## Aim of the task
The records that follow need to be output exactly as they are.

• • • • • • •

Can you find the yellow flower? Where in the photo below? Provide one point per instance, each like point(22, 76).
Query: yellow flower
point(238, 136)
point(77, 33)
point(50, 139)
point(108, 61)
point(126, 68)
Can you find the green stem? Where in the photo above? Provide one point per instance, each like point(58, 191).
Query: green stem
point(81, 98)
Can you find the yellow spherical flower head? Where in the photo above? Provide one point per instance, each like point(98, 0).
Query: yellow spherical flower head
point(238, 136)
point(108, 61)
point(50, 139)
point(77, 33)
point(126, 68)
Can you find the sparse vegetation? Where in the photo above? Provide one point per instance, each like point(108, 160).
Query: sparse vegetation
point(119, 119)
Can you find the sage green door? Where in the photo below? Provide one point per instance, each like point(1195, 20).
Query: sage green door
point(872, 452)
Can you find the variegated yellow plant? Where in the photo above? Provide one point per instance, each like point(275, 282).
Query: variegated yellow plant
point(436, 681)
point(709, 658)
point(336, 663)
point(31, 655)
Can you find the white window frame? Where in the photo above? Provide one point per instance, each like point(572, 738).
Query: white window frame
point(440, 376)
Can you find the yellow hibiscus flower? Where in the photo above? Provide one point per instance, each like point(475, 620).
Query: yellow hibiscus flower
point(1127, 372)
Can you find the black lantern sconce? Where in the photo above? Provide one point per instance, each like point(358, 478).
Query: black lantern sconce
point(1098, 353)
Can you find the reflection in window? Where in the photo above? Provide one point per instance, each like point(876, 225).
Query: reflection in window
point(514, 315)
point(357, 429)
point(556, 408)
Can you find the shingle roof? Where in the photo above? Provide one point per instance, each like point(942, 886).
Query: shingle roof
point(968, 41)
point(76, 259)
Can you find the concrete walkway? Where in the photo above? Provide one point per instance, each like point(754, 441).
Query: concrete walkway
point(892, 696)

• • • • • • •

## Reply
Can you find the yellow flower? Where in the photo below? Provide one point per instance, each like point(22, 76).
Query: yellow flower
point(238, 136)
point(77, 33)
point(50, 139)
point(108, 61)
point(126, 68)
Can you find the green stem? Where in the photo above? Provide one point per instance, each like point(58, 191).
Query: green stem
point(81, 98)
Can you find the yellow spherical flower head? Where in the photo above? Provide one point per instance, each like point(98, 0).
Query: yellow spherical flower head
point(238, 136)
point(108, 61)
point(50, 139)
point(77, 33)
point(126, 68)
Can you find the sparse vegetation? Where in the photo above? Provide one point per instance, each like point(108, 160).
Query: sparse vegetation
point(119, 119)
Can you find the sage green door? Where in the photo below? Provide one point per instance, each like point(1195, 20).
Query: sage green door
point(872, 452)
Can you find the variegated yellow plant? Where in the photo above? Provide one point per instance, each like point(275, 282).
Query: variegated yellow plant
point(436, 681)
point(709, 658)
point(336, 663)
point(31, 655)
Can you find the white window frame? Where in the photo above? Provide one point per instance, each like point(572, 738).
Query: white window frame
point(440, 376)
Can you find the yellow hibiscus flower? Where in the photo above? Provide one point per instance, each like point(475, 620).
Query: yellow hibiscus flower
point(1127, 372)
Can you find the black lantern sconce? Where in the photo above? Provide one point per instance, each like point(358, 478).
Query: black lantern sconce
point(1098, 353)
Can you find the reflection in window? Where in the photo above? Provide one point per instance, each like point(876, 225).
Query: reflection in window
point(514, 315)
point(357, 429)
point(556, 408)
Can you find the shingle roof? Where in the photo above? Provide one point per instance, each like point(942, 886).
Query: shingle roof
point(968, 41)
point(76, 259)
Can you find the concrete walkway? Where in the photo above? Provide one point per instance, each like point(754, 441).
Query: concrete walkway
point(892, 696)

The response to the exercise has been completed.